• Material provided
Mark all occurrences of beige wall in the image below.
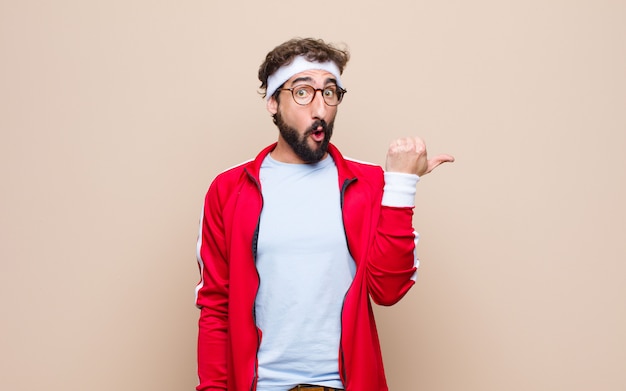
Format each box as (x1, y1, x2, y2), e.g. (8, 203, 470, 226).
(1, 1, 625, 390)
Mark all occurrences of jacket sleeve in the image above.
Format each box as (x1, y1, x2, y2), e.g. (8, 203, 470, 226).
(366, 172, 420, 306)
(195, 178, 229, 391)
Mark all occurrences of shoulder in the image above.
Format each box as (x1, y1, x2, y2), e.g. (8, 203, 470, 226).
(210, 143, 275, 188)
(336, 152, 384, 180)
(216, 158, 253, 179)
(329, 146, 385, 194)
(343, 156, 382, 173)
(208, 159, 253, 196)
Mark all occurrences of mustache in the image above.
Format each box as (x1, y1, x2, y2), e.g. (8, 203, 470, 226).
(305, 120, 328, 135)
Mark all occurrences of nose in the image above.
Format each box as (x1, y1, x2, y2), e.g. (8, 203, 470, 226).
(310, 89, 328, 119)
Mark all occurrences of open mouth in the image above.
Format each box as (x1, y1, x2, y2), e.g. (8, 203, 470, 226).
(309, 121, 327, 142)
(311, 128, 325, 142)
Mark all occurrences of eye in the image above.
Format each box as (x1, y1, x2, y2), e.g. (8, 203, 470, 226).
(323, 86, 337, 98)
(294, 87, 311, 98)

• Instructions to follow
Once the pictures are removed, copy the material above exactly.

• Solution for this exercise
Mark all occurrences of beige wall in the image below.
Format each box as (x1, y1, x2, y2), e.g. (8, 203, 470, 226).
(1, 1, 625, 390)
Mark all occurrences of jacket sleeve in the image above.
Format each box as (x1, y1, x2, y2), e.g. (8, 203, 470, 226).
(366, 172, 420, 306)
(195, 178, 229, 391)
Mark all occurrences of shoulder in the image above.
Format each box as (x1, y1, x2, y2), e.g. (8, 203, 470, 226).
(210, 143, 275, 188)
(336, 152, 384, 180)
(216, 158, 253, 179)
(329, 146, 385, 194)
(343, 156, 382, 173)
(208, 159, 253, 196)
Mark all occurrences of mustache in the image above.
Format each box as (x1, y1, x2, y2), e.g. (8, 203, 470, 226).
(305, 120, 328, 135)
Mark all occurrences of nose in the image above.
Format each box as (x1, y1, x2, y2), e.g. (8, 203, 470, 226).
(310, 89, 328, 119)
Mark all occurrences of open mouth in the image above.
Format each box as (x1, y1, x2, y2), e.g. (8, 203, 470, 226).
(309, 121, 327, 142)
(311, 128, 325, 142)
Mark all occurrences of eye in the image above.
Format each box as (x1, y1, x2, y2), e.g. (8, 203, 470, 226).
(323, 86, 337, 98)
(294, 87, 311, 98)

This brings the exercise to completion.